Reproduce the listing below from the line that has "of the rice" through the line that has "x=327, y=145", keeping every request line unchanged and shifting each answer coordinate by adding 144 to both its x and y values. Give only those lines.

━━ DATA TO USE ━━

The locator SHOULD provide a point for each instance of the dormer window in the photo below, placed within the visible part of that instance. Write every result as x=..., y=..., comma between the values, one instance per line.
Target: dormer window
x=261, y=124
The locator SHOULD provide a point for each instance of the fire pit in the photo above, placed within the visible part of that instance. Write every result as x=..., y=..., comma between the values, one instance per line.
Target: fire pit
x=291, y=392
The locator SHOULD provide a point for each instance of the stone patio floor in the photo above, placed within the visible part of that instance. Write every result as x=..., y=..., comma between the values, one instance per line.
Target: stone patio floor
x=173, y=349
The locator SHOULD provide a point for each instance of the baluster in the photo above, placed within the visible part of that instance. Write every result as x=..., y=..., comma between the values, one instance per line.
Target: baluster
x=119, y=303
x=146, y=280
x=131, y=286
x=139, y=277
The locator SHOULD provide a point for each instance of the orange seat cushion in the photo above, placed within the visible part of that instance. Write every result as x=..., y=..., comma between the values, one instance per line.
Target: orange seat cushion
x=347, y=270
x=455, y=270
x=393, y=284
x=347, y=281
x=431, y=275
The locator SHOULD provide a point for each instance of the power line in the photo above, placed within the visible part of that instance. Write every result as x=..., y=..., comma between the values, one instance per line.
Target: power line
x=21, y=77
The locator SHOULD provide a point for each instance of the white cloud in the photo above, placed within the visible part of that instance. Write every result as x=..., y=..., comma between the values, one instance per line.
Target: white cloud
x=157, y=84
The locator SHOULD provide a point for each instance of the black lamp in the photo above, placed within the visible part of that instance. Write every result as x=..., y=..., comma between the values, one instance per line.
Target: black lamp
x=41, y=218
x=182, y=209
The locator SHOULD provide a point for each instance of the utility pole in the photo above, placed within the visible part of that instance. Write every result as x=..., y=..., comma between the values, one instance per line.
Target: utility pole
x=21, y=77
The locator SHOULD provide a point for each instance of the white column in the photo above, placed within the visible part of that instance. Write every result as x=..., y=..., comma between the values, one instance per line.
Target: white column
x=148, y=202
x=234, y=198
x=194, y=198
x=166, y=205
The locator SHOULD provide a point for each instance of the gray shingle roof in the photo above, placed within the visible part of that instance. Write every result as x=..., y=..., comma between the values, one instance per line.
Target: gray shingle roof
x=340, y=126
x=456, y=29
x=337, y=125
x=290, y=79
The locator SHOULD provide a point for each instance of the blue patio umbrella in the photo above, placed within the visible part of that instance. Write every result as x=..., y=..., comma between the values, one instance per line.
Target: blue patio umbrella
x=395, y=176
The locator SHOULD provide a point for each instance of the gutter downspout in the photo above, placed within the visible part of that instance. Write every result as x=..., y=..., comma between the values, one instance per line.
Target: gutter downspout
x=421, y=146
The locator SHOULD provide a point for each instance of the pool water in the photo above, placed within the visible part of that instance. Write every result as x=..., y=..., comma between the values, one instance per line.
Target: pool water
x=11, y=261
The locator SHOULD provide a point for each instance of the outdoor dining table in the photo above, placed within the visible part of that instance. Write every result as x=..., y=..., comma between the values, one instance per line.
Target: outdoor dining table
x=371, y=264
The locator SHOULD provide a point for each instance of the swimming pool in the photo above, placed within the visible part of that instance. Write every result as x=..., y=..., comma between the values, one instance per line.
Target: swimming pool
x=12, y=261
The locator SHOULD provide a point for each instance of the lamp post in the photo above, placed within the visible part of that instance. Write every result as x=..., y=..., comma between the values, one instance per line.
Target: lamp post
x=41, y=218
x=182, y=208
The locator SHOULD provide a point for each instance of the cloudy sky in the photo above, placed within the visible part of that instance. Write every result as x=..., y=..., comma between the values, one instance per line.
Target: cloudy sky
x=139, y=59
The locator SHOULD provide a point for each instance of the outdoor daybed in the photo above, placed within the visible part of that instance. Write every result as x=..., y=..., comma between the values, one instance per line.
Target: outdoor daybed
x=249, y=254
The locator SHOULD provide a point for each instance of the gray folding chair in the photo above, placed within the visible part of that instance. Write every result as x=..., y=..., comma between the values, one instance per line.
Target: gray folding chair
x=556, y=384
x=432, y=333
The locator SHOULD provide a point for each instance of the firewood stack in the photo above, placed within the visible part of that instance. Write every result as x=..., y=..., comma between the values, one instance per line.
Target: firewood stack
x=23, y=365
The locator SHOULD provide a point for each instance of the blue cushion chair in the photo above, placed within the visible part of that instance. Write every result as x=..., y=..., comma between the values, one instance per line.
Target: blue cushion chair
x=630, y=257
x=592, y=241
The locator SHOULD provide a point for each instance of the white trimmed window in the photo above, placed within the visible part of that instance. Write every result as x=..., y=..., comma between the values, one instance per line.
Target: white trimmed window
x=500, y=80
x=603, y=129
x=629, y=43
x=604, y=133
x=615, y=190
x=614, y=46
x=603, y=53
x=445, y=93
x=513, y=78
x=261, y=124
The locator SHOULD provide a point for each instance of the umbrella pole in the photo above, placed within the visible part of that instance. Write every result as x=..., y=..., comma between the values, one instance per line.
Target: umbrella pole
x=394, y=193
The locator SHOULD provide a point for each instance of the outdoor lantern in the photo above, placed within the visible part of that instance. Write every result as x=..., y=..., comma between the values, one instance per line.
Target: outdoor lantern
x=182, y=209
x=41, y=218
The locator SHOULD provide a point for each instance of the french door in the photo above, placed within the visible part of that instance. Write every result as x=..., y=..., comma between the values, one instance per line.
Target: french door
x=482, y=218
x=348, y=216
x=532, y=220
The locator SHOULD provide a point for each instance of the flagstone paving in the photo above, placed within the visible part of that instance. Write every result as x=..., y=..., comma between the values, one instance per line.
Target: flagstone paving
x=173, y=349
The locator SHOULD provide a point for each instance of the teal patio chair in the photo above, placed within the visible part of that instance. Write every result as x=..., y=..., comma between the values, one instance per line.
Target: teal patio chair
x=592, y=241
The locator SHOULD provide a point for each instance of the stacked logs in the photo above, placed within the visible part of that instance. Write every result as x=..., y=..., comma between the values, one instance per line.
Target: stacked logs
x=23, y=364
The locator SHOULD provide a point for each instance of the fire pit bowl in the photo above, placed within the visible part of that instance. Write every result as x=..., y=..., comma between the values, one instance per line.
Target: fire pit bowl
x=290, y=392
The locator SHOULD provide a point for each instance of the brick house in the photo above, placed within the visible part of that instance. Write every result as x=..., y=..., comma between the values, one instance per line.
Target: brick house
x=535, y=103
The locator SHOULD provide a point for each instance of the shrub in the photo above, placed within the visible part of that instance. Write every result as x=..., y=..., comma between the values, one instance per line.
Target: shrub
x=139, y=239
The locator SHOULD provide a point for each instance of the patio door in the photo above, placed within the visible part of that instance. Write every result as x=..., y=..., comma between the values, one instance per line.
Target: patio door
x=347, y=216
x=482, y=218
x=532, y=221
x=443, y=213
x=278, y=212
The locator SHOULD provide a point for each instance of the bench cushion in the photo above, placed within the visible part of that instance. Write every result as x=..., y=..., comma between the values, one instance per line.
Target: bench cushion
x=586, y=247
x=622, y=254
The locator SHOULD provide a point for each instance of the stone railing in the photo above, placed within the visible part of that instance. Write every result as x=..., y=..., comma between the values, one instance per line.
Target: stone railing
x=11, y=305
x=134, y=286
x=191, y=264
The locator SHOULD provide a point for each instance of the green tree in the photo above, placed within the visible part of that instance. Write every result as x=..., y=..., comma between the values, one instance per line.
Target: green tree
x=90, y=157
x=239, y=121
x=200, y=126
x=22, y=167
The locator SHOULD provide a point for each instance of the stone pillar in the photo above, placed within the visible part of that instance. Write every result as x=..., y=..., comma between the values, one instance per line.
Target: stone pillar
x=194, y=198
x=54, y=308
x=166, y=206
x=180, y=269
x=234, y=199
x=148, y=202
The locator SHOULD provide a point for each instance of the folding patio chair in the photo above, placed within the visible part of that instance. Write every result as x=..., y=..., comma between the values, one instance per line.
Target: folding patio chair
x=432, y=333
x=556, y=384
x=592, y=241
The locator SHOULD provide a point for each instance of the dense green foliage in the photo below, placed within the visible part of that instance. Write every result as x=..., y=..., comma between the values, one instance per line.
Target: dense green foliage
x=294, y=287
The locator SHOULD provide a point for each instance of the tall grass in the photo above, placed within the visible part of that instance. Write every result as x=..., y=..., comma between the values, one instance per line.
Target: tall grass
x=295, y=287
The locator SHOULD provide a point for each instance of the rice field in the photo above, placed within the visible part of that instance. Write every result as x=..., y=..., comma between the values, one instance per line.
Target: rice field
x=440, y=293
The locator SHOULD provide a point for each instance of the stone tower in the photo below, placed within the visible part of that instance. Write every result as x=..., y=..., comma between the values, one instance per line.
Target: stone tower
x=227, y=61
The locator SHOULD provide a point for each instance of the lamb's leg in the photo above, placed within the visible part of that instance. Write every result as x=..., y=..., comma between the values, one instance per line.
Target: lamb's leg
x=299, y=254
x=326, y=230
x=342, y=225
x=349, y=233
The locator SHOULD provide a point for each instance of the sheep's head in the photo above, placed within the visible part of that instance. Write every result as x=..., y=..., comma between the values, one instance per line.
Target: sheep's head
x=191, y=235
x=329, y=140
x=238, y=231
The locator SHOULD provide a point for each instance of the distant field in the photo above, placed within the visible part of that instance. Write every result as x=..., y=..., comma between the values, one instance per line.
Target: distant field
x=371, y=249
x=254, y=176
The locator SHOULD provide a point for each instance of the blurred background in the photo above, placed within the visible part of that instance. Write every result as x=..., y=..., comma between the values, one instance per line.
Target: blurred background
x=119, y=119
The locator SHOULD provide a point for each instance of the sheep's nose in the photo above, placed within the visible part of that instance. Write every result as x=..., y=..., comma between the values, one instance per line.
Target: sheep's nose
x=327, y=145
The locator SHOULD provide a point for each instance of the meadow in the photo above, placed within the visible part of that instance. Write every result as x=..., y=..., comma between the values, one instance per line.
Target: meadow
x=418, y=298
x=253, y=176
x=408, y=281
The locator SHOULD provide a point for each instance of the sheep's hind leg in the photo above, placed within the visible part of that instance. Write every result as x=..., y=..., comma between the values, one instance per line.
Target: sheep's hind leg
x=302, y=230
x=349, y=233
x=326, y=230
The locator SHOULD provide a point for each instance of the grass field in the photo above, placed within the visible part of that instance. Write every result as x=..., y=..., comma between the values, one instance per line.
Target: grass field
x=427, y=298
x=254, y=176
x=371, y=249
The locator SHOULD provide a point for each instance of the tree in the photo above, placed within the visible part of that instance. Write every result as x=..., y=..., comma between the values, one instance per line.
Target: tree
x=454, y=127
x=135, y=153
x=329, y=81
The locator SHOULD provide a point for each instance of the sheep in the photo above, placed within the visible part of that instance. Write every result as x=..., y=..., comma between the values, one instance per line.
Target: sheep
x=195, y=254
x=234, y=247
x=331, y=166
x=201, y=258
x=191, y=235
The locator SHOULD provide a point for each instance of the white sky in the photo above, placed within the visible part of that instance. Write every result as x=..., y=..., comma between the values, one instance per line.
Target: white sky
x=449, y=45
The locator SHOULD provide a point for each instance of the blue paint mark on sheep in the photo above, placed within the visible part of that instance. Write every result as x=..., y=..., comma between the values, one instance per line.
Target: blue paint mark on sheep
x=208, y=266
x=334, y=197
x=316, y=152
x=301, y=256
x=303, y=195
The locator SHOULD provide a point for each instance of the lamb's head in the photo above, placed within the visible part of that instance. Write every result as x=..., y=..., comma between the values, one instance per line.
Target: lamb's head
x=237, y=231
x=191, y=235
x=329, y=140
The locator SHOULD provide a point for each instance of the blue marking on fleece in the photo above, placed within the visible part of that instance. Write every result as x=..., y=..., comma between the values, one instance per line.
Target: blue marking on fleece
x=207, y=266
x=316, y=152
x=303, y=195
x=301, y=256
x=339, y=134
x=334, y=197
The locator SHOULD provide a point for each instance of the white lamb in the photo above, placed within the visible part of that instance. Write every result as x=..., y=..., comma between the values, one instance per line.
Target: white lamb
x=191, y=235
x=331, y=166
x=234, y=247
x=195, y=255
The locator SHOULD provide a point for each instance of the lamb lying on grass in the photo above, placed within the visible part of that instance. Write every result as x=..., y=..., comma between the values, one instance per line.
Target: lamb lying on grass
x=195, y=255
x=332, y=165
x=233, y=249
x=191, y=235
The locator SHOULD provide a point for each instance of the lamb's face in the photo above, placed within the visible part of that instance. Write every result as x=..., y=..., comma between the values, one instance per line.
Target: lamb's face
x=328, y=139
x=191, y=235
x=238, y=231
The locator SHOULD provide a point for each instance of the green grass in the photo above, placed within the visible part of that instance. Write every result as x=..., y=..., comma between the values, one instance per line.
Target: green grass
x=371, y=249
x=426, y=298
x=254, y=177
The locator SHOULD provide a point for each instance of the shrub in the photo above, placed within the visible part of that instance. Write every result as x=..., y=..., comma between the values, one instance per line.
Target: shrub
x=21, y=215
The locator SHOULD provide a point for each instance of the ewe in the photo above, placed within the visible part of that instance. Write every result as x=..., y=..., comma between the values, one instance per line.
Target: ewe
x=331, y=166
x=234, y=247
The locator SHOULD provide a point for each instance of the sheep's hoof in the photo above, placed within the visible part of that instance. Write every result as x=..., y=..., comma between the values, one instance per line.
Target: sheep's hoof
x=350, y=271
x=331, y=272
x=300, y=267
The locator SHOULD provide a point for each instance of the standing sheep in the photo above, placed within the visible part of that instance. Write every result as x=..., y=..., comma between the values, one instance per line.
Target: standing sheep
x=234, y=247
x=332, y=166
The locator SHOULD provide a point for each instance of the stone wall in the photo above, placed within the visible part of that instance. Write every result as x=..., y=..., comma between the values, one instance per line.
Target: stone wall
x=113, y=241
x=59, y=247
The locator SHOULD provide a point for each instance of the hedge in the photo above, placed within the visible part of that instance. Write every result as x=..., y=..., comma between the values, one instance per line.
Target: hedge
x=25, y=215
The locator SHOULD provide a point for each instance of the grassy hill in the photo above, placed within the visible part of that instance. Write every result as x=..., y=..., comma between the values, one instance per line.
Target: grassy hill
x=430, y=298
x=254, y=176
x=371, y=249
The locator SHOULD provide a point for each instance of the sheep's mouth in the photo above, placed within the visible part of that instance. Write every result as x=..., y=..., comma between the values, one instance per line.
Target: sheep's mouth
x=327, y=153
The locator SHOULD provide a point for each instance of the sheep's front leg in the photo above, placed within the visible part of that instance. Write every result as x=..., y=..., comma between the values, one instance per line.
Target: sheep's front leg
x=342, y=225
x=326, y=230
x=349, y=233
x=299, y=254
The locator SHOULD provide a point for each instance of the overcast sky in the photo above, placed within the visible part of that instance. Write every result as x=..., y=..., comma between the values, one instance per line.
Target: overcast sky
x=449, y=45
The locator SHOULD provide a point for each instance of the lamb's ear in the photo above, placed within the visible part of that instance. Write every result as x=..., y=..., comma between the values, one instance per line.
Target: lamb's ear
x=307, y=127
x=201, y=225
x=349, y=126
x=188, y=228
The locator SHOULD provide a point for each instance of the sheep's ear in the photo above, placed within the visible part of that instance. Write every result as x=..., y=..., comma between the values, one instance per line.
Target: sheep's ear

━━━

→ **RESULT**
The locator SHOULD provide a point for each instance of the rice field in the photo above, placed within the visible part of that instance. Write every result as x=..., y=..., comma between the values, one instance per line.
Target: rice field
x=584, y=437
The locator SHOULD provide a point for each instance of the stone tower in the photo below, placed within the visible part of that instance. Write every result as x=..., y=..., comma between the values, one instance per line.
Target: stone tower
x=371, y=205
The locator SHOULD provide a point for each instance of the lamb's leg in the photo above, placed within the visible part of that instance. Write every result as x=..., y=..., comma between the values, one instance per line.
Target: lamb's leg
x=443, y=398
x=470, y=374
x=486, y=369
x=493, y=377
The locator SHOULD provide a point for each instance of the sheep's head in the photo above, placed within the visible part of that instance. Write every result as x=..., y=..., comma between the values, one instance per line.
Target: sheep's head
x=335, y=379
x=473, y=284
x=382, y=375
The locator SHOULD provide a point for each instance of the distant field in the photo above, placed within the visible part of that instance. Write every result as x=..., y=..., comma between the values, one instance per line.
Target: distant field
x=515, y=393
x=398, y=320
The locator SHOULD provide a point for each instance of the blurred background in the photo above, placed within the visible part of that instance. Write every result as x=..., y=..., comma between the values, one instance per line.
Target: blurred background
x=263, y=263
The locator SHOULD provide a point for each instance of the sheep's nose in the photo above, placed within the visible part of that instance. Write every result as x=..., y=..., comma between the values, one instance per line.
Target: sheep's nose
x=471, y=289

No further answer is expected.